## Tasks to carry out
1. Reproduce the part of the transcript starting at "So it was acquisition" and ending at "a phony deal.".
2. Name every person the transcript mentions by name.

Here play this clip.
And by the way, we just found out I was coming down.
Michael Cohen, I was being, Michael Cohen is a a very talented lawyer is a good lawyer in my firm.
Let's just play that even one more time just so you can hear it.
This is what Trump has to say about Michael Cohen after he's aware that Cohen made this.
I missed the rogue comment.
Let's hear it again.
And by the way, we just found out I was coming down Michael Cohen.
I was being Michael Cohen is a very talented lawyer,
he's a good lawyer in my firm.
That was what he was saying in real time.
Let me show you some other things
that the jury has seen already too.
The jury's seen messages like this one,
polls close, this is from October 16, 2016.
Donald Trump wrote,
polls close, but can you believe I lost large numbers of women
voters based on made up events that never happened?
Media rigging election.
The jury saw October 11th, 2016.
The very foul mouth John McCain begged for my support during his primary.
I gave, he won, then dropped me over locker room remarks.
The jury saw this statement.
Um, can't believe these totally phony stories, 100% made up by women, many
already proven false and pushed big time by press have impact.
The jury's seen this post by Donald Trump more recently.
I did nothing wrong in the horse face case.
Never had an affair with her just
another false acquisition by a sleazebag. Witch hunt. The jury seen the bank account statements from First Republic Bank with Cohen opening up the bank account. The jury seen-
Can you go back, Ben? Ben, go back to that last one.
Which one?
The bank.
Look at the Freudian typo.
Never had an affair with her.
Just another false acquisition by his sleazebag.
He meant accusation.
What he really did is he bought her silence.
So it was acquisition sometimes.
And we know now from Hope Hicks, right?
Only he and Dan Scavino ran his media
and did tweeting.
So that's his.
Anyway, go ahead.
Sorry.
And then this is what Donald Trump was saying while he was campaigning in June of 2016.
The jury saw this as well through the C-SPAN archivist who testified.
Play this clip.
As you have seen, right now I am being viciously attacked with lies and smears.
It's a phony deal.
I have no idea who these women are.
Have no idea.
I have no idea.

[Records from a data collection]
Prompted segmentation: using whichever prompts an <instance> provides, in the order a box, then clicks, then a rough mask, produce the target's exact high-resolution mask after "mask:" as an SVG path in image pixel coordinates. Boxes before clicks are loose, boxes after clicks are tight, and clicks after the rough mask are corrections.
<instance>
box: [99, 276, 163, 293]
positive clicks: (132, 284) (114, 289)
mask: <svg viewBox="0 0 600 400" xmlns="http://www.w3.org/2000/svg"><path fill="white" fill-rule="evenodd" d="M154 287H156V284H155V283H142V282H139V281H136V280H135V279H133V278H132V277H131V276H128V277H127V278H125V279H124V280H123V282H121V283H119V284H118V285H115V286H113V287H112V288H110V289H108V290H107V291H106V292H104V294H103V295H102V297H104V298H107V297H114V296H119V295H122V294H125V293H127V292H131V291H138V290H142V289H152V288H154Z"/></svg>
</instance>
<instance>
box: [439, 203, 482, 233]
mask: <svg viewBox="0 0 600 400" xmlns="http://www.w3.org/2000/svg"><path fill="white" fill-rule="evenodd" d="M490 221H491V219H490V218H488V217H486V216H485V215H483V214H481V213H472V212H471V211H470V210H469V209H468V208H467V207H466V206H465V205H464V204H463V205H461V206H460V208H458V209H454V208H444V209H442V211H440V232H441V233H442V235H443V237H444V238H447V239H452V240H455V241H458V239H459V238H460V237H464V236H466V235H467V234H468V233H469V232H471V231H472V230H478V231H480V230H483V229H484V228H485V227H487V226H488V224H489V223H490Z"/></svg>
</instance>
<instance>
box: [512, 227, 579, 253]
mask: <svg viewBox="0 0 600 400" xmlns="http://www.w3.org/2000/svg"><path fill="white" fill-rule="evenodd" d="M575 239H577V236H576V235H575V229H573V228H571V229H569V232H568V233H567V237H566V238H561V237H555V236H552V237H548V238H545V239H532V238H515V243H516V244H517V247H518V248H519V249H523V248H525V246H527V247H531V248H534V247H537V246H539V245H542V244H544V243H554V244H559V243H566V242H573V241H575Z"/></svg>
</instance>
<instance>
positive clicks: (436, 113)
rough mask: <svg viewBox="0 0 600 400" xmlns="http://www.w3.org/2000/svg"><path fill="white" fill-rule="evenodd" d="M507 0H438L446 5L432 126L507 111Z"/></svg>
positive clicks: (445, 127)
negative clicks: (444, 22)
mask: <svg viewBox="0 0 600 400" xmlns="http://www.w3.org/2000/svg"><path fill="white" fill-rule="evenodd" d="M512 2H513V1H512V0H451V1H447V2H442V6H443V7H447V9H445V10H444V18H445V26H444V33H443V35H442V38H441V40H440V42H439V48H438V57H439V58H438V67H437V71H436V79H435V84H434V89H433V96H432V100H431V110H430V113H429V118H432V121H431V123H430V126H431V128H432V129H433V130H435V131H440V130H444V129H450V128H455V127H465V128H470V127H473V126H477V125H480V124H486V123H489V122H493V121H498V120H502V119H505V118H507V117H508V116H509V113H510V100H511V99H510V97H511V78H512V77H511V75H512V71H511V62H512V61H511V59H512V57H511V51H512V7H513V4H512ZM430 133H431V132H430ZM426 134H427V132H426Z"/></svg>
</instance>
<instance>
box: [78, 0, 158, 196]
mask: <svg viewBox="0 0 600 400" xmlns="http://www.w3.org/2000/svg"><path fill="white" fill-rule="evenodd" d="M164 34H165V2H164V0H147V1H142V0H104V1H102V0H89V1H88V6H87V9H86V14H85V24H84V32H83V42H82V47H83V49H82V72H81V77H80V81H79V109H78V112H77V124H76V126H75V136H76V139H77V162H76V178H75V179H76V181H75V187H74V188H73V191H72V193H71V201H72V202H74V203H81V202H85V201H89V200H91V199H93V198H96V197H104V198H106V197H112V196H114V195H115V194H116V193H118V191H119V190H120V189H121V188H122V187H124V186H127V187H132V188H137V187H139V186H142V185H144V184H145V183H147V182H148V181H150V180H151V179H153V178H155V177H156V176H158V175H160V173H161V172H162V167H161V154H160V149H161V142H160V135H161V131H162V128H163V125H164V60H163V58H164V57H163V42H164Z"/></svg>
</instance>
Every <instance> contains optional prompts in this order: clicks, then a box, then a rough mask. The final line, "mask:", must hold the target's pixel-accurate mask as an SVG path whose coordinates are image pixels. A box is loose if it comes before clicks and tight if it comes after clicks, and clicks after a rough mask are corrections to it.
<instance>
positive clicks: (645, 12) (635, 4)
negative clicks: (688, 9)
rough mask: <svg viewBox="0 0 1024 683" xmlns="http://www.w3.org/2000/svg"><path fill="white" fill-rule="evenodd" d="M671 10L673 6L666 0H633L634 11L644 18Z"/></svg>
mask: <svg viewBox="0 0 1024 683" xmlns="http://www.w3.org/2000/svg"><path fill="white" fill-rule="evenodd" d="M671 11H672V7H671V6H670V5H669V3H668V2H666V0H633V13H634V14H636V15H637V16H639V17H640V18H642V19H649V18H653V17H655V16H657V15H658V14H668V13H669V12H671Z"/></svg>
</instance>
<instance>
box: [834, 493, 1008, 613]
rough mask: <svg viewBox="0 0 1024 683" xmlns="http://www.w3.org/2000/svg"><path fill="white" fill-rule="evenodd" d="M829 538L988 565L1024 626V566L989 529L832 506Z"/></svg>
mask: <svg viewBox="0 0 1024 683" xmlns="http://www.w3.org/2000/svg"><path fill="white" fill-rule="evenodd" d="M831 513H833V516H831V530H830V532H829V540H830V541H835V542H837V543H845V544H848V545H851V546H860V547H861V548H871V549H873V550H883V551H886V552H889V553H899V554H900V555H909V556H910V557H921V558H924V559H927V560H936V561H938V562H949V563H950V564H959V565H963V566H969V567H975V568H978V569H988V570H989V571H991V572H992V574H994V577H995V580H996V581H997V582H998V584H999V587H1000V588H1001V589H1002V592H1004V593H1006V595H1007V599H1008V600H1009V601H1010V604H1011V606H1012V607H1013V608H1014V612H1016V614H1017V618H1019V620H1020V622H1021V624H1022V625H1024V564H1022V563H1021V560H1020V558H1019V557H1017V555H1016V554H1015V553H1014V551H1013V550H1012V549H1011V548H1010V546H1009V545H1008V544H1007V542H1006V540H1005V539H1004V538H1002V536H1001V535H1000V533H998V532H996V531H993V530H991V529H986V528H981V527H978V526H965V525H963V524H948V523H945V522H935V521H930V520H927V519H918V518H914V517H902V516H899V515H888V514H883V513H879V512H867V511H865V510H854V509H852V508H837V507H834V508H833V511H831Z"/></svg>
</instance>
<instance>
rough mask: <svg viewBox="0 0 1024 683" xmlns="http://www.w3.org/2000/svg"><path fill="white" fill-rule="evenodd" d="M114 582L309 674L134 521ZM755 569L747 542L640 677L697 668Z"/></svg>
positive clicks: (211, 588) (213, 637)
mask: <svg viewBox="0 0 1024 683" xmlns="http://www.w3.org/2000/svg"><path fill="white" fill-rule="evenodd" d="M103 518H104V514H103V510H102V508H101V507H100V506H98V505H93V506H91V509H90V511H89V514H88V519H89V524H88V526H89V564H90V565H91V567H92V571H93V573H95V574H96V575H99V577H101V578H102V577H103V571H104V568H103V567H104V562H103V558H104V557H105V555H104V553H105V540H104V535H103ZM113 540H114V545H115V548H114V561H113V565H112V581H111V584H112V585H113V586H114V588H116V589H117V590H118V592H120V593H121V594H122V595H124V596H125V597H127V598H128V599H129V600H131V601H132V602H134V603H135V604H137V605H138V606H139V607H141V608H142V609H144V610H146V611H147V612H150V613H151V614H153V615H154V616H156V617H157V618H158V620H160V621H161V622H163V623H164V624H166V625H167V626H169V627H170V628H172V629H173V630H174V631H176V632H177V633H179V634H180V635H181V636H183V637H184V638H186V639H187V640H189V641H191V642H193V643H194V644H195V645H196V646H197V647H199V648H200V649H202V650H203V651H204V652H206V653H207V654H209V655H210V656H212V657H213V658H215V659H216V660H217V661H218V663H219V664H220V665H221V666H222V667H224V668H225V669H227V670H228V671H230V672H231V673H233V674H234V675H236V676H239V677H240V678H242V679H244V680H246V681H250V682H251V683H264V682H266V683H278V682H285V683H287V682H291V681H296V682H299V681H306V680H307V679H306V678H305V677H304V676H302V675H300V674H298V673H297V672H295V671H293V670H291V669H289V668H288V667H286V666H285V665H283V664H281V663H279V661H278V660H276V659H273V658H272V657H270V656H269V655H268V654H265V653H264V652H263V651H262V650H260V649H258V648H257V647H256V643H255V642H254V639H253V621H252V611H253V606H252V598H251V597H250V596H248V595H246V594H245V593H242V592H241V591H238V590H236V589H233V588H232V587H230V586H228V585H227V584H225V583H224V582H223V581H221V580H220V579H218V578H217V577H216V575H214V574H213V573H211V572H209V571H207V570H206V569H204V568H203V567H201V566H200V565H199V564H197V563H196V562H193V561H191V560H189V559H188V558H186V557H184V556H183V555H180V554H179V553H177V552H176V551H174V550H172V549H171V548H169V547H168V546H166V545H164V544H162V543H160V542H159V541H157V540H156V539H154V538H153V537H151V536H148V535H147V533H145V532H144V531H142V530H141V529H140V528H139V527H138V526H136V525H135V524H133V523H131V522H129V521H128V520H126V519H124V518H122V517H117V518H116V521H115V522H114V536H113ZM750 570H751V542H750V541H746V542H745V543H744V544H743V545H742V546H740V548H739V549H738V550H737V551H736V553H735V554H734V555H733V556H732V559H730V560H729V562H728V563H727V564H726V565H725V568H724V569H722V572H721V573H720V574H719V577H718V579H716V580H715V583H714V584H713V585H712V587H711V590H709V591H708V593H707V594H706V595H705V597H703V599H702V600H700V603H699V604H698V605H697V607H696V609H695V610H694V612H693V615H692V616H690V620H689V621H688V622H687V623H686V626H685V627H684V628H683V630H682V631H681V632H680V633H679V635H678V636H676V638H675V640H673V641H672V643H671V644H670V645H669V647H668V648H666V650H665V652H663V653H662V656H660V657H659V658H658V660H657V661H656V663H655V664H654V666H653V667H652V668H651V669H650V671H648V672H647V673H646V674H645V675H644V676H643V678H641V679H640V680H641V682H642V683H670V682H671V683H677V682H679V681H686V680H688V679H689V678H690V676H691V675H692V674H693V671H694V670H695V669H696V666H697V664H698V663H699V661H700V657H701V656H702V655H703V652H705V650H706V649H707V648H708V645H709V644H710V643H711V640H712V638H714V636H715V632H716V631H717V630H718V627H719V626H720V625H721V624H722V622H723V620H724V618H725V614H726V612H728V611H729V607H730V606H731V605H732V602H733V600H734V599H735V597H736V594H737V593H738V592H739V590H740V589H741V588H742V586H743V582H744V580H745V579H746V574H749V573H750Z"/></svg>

## Exercise results
1.
So it was acquisition sometimes.
And we know now from Hope Hicks, right?
Only he and Dan Scavino ran his media
and did tweeting.
So that's his.
Anyway, go ahead.
Sorry.
And then this is what Donald Trump was saying while he was campaigning in June of 2016.
The jury saw this as well through the C-SPAN archivist who testified.
Play this clip.
As you have seen, right now I am being viciously attacked with lies and smears.
It's a phony deal.

2.
Michael Cohen
Donald Trump
John McCain
Ben
Hope Hicks
Dan Scavino